Cosa fare: Riporta tutte le righe qui sotto in un elenco numerato, senza quelle vuote. Lascia fuori le immagini dalla risposta.

Righe fornite:
^^^^^^^^

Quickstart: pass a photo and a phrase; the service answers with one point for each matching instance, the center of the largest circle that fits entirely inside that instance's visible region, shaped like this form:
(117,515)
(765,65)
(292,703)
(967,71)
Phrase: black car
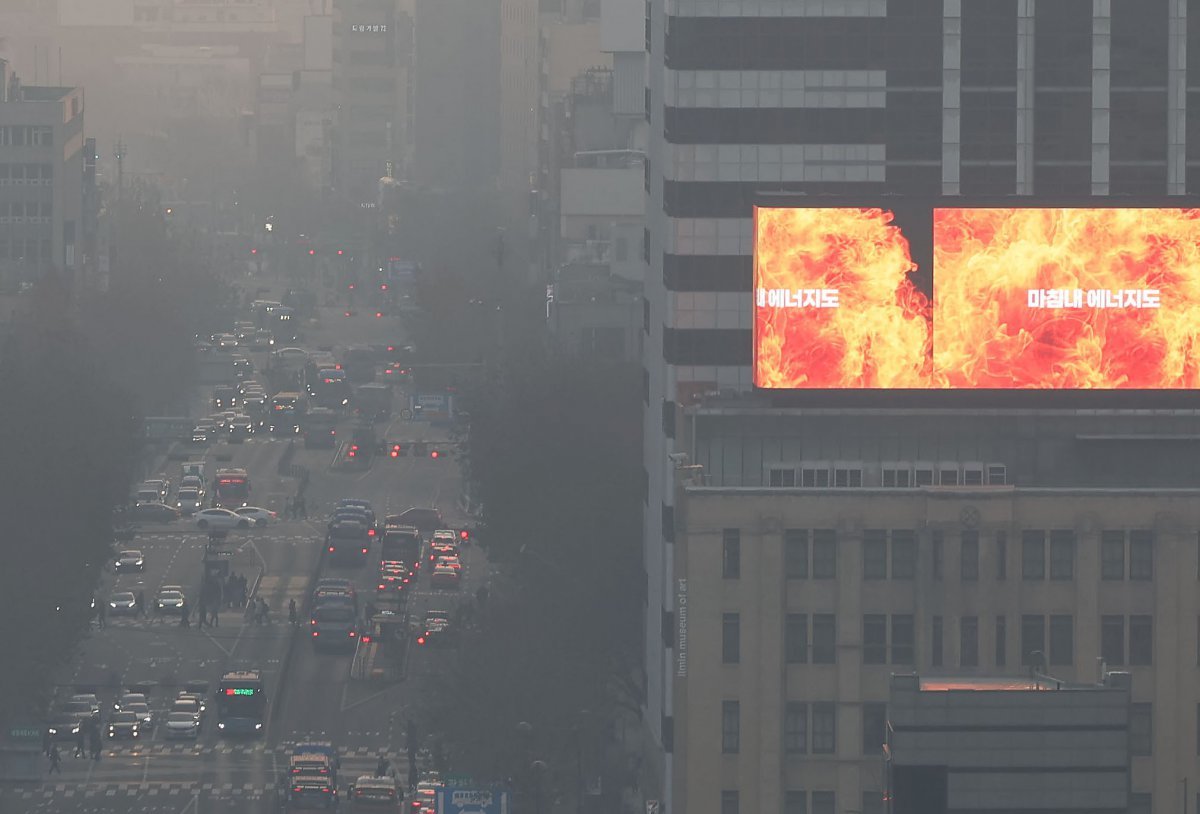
(124,725)
(63,726)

^^^^^^^^

Risultato:
1. Quickstart: pass a photo and a phrase; the service answers with one point for each matching instance, the center of the largest circle that fits entirely inside that instance's visible region, shaped like this form:
2. (117,515)
3. (765,65)
4. (292,703)
5. (967,71)
6. Phrase: black car
7. (124,725)
8. (63,726)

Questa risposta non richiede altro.